REQUEST:
Which lines in the items below contain the word "tree"? Pull out every one of them.

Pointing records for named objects
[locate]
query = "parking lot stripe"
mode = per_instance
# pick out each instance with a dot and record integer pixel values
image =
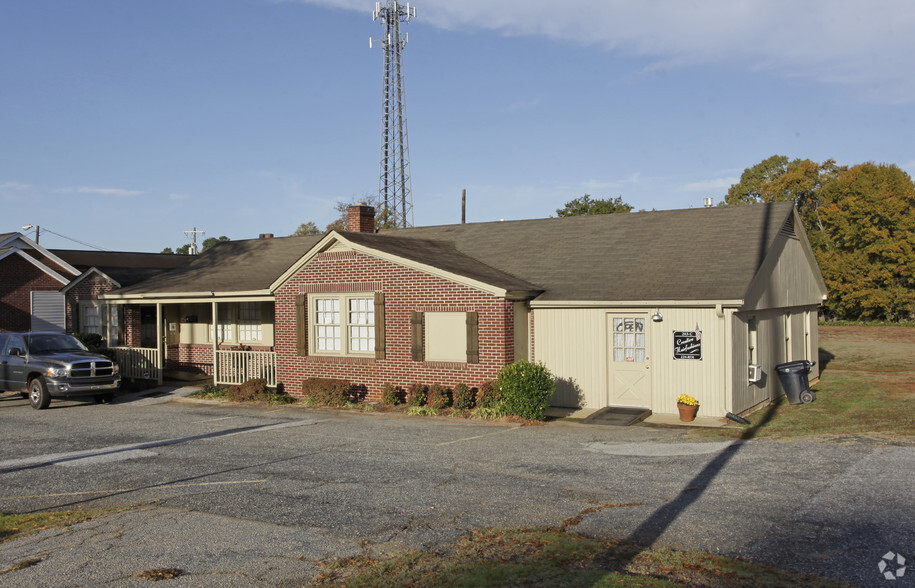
(119, 490)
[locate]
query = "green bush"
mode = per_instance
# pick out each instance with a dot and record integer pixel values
(417, 395)
(488, 395)
(438, 397)
(526, 389)
(390, 395)
(422, 411)
(212, 392)
(463, 397)
(327, 391)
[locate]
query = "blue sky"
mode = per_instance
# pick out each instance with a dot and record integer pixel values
(124, 124)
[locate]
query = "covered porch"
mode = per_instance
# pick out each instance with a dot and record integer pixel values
(230, 340)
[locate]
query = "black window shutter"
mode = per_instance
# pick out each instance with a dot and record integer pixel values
(473, 337)
(301, 325)
(416, 330)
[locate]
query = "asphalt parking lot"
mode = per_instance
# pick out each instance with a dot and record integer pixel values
(239, 496)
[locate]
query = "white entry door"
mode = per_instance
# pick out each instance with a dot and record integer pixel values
(630, 374)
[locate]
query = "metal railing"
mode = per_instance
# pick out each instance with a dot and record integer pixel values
(237, 367)
(138, 362)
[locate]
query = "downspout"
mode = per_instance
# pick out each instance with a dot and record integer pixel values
(215, 340)
(160, 342)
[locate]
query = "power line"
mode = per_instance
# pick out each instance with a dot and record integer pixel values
(47, 230)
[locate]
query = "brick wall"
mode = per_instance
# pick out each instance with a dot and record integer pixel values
(405, 291)
(18, 279)
(88, 289)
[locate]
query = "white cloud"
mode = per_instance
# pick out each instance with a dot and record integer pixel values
(14, 187)
(102, 191)
(865, 46)
(713, 185)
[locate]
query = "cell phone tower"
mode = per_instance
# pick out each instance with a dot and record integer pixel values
(394, 184)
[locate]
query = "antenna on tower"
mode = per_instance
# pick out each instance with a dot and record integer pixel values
(394, 184)
(193, 235)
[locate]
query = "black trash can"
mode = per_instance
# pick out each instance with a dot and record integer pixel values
(793, 377)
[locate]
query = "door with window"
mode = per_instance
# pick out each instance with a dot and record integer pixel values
(630, 373)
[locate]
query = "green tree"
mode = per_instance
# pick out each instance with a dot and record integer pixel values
(585, 205)
(382, 216)
(207, 243)
(860, 226)
(866, 249)
(308, 228)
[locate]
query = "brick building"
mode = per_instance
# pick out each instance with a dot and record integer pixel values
(624, 309)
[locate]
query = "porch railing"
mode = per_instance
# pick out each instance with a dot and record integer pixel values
(237, 367)
(138, 362)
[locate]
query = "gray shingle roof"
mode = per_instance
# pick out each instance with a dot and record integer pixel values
(127, 268)
(694, 254)
(443, 255)
(230, 266)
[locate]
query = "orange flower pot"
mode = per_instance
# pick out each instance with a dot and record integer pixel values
(687, 412)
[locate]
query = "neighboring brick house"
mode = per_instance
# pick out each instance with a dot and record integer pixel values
(42, 289)
(624, 309)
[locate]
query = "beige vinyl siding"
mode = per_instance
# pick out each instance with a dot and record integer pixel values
(786, 279)
(522, 318)
(707, 379)
(574, 345)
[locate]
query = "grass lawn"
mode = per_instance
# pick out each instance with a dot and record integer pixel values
(866, 389)
(555, 557)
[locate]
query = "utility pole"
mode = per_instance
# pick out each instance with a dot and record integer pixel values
(394, 184)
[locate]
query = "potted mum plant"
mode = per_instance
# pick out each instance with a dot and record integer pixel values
(687, 405)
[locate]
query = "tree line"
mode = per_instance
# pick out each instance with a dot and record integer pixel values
(859, 220)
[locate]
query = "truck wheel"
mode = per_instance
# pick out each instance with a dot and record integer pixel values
(38, 394)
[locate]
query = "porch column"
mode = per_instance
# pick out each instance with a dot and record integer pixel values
(160, 343)
(215, 341)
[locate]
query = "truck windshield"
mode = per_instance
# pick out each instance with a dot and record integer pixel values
(50, 343)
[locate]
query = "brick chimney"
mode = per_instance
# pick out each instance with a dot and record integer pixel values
(360, 218)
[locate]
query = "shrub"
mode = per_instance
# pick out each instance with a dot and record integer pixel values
(417, 395)
(250, 391)
(438, 397)
(390, 395)
(526, 389)
(212, 392)
(463, 397)
(327, 391)
(422, 411)
(488, 395)
(91, 340)
(494, 411)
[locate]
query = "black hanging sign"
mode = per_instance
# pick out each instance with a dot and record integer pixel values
(688, 344)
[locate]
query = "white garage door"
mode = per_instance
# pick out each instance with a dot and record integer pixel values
(49, 312)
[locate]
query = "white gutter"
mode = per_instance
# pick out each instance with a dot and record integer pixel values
(716, 304)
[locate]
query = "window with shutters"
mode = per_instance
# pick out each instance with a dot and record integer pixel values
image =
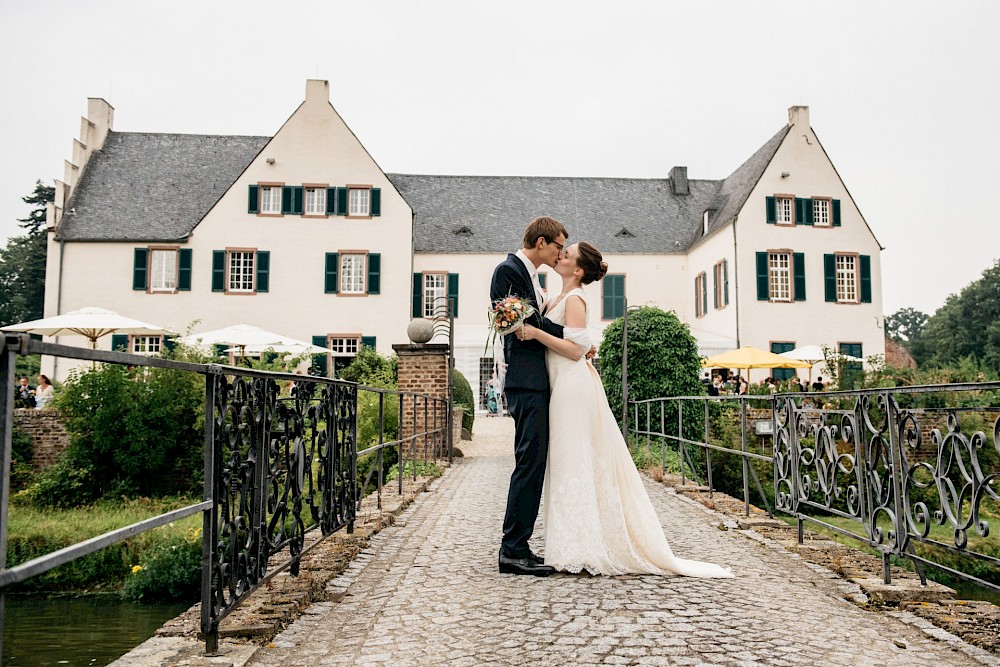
(779, 276)
(315, 196)
(162, 269)
(847, 279)
(821, 212)
(720, 275)
(352, 272)
(700, 294)
(270, 199)
(359, 199)
(783, 206)
(435, 288)
(241, 271)
(146, 344)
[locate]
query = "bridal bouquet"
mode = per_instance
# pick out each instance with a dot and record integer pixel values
(506, 315)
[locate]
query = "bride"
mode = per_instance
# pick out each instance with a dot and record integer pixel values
(598, 516)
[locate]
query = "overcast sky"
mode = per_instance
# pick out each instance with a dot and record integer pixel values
(903, 95)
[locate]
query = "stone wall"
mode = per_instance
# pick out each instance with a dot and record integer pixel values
(48, 435)
(423, 369)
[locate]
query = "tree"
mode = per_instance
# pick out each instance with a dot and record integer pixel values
(966, 327)
(905, 325)
(22, 263)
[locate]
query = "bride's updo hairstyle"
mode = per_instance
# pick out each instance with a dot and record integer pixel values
(590, 260)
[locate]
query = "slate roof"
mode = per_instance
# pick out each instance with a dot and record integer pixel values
(487, 214)
(153, 187)
(158, 187)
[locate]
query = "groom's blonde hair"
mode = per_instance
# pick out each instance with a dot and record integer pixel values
(545, 227)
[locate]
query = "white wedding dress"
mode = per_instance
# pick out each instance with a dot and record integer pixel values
(597, 514)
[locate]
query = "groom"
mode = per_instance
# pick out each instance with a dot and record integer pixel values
(527, 387)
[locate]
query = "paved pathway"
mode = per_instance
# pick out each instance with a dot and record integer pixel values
(427, 592)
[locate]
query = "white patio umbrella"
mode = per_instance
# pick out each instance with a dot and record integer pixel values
(90, 322)
(247, 338)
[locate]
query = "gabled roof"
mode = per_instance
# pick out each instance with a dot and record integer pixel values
(488, 214)
(153, 187)
(735, 189)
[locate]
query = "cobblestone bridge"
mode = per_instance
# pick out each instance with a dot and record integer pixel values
(427, 592)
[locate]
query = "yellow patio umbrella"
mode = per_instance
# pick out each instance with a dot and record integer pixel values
(751, 357)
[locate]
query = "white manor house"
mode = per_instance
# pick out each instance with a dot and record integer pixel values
(302, 233)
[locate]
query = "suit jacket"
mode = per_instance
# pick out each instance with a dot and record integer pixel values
(525, 359)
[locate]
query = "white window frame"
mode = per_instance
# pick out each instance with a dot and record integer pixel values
(163, 275)
(435, 286)
(148, 345)
(315, 200)
(779, 276)
(241, 274)
(359, 201)
(344, 346)
(353, 272)
(847, 278)
(270, 199)
(822, 212)
(784, 210)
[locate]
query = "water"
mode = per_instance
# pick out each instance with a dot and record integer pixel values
(90, 630)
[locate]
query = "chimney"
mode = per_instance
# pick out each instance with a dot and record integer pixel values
(798, 116)
(317, 90)
(678, 181)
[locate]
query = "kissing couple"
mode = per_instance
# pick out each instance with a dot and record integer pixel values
(598, 516)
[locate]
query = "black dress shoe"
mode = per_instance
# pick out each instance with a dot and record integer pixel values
(523, 566)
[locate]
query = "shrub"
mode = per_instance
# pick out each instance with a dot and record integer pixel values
(465, 399)
(663, 360)
(132, 432)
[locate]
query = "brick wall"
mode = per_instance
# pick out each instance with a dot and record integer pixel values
(423, 368)
(48, 435)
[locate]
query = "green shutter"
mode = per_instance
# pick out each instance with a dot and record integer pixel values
(866, 279)
(613, 297)
(319, 360)
(218, 270)
(803, 211)
(799, 271)
(139, 259)
(330, 273)
(331, 201)
(418, 295)
(184, 270)
(253, 200)
(725, 283)
(374, 273)
(830, 277)
(453, 293)
(263, 270)
(763, 293)
(341, 201)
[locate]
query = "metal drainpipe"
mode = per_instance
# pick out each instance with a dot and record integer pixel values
(736, 285)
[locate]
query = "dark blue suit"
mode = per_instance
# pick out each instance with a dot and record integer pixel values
(526, 384)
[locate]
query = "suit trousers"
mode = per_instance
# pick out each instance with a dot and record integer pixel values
(530, 410)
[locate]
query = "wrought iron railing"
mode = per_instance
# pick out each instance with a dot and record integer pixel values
(280, 471)
(913, 472)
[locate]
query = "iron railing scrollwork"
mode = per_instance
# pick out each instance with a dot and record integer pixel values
(912, 483)
(277, 469)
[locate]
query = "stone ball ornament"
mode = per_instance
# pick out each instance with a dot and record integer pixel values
(420, 330)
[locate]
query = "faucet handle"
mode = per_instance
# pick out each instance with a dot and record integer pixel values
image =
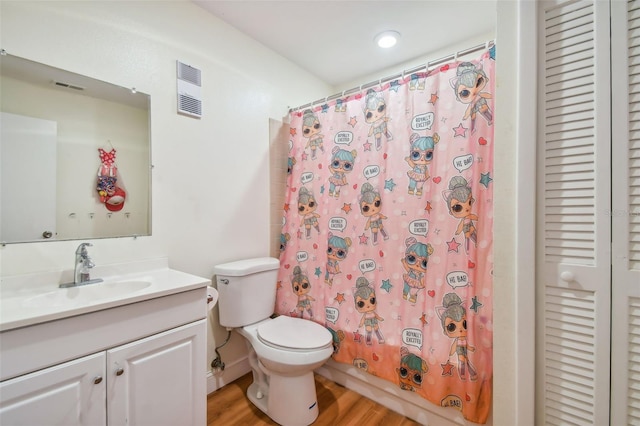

TASK SOLUTION:
query = "green tree"
query = "tree line"
query = "tree"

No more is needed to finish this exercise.